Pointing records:
--------------------------------------------------

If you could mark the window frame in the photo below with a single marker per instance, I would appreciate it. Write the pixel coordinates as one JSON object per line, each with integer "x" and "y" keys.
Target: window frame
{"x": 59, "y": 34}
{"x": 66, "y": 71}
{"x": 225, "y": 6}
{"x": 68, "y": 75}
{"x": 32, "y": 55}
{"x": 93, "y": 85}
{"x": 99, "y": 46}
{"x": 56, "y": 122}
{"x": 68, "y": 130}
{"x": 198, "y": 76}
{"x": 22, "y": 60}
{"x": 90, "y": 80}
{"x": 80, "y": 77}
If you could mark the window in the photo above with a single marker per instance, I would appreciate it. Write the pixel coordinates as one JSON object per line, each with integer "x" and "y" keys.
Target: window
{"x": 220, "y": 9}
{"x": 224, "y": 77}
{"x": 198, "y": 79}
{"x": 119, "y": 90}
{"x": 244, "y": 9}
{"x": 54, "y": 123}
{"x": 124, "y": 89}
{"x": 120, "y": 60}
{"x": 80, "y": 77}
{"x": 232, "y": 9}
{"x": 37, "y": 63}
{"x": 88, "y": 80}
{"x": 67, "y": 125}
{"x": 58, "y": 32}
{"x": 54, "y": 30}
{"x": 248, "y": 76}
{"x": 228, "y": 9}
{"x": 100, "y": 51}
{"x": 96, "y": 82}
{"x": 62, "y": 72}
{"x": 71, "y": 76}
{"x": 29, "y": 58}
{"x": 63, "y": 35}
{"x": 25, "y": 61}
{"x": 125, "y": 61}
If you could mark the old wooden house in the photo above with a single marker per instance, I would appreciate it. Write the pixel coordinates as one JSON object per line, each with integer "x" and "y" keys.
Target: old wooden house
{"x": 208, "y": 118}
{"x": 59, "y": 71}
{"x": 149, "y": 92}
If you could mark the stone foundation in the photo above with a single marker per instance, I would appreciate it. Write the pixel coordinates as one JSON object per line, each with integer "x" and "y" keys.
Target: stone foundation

--------------------------------------------------

* **Given instruction**
Swap "single marker" for "single point" throughout the records above, and reproduce them with nothing else changed.

* **Answer to this exercise**
If you could mark the window frame in the photo below with a single point per instance, I would appreciate it. Write the pixel coordinates as one JSON object per line, each with integer "x" and "y" keys.
Target: window frame
{"x": 59, "y": 34}
{"x": 66, "y": 71}
{"x": 225, "y": 6}
{"x": 68, "y": 75}
{"x": 32, "y": 55}
{"x": 93, "y": 85}
{"x": 99, "y": 46}
{"x": 56, "y": 122}
{"x": 68, "y": 130}
{"x": 198, "y": 76}
{"x": 22, "y": 60}
{"x": 90, "y": 80}
{"x": 80, "y": 77}
If you could mark the window in the photo above with a single point per instance, I would appreciate it. Write the pixel coordinates as one JSON object per line, each with integer "x" and "y" keys.
Target: window
{"x": 220, "y": 9}
{"x": 224, "y": 77}
{"x": 198, "y": 79}
{"x": 119, "y": 90}
{"x": 244, "y": 9}
{"x": 54, "y": 123}
{"x": 124, "y": 89}
{"x": 120, "y": 60}
{"x": 80, "y": 77}
{"x": 232, "y": 9}
{"x": 37, "y": 63}
{"x": 88, "y": 80}
{"x": 67, "y": 125}
{"x": 58, "y": 32}
{"x": 54, "y": 30}
{"x": 248, "y": 76}
{"x": 228, "y": 9}
{"x": 100, "y": 51}
{"x": 96, "y": 82}
{"x": 62, "y": 72}
{"x": 71, "y": 76}
{"x": 29, "y": 58}
{"x": 63, "y": 35}
{"x": 25, "y": 61}
{"x": 125, "y": 61}
If you could mark the old wooden house in the photo above with a single point per instance, I would appreciate it. Write the pixel coordinates as one JSON object per line, each with integer "x" and "y" keys.
Target: old wooden house
{"x": 208, "y": 118}
{"x": 59, "y": 71}
{"x": 149, "y": 92}
If you could mark the stone foundation in the photo above with a single point per instance, I would appreciate it. Write the pixel coordinates as one JSON object per line, each with integer "x" and "y" keys.
Target: stone foundation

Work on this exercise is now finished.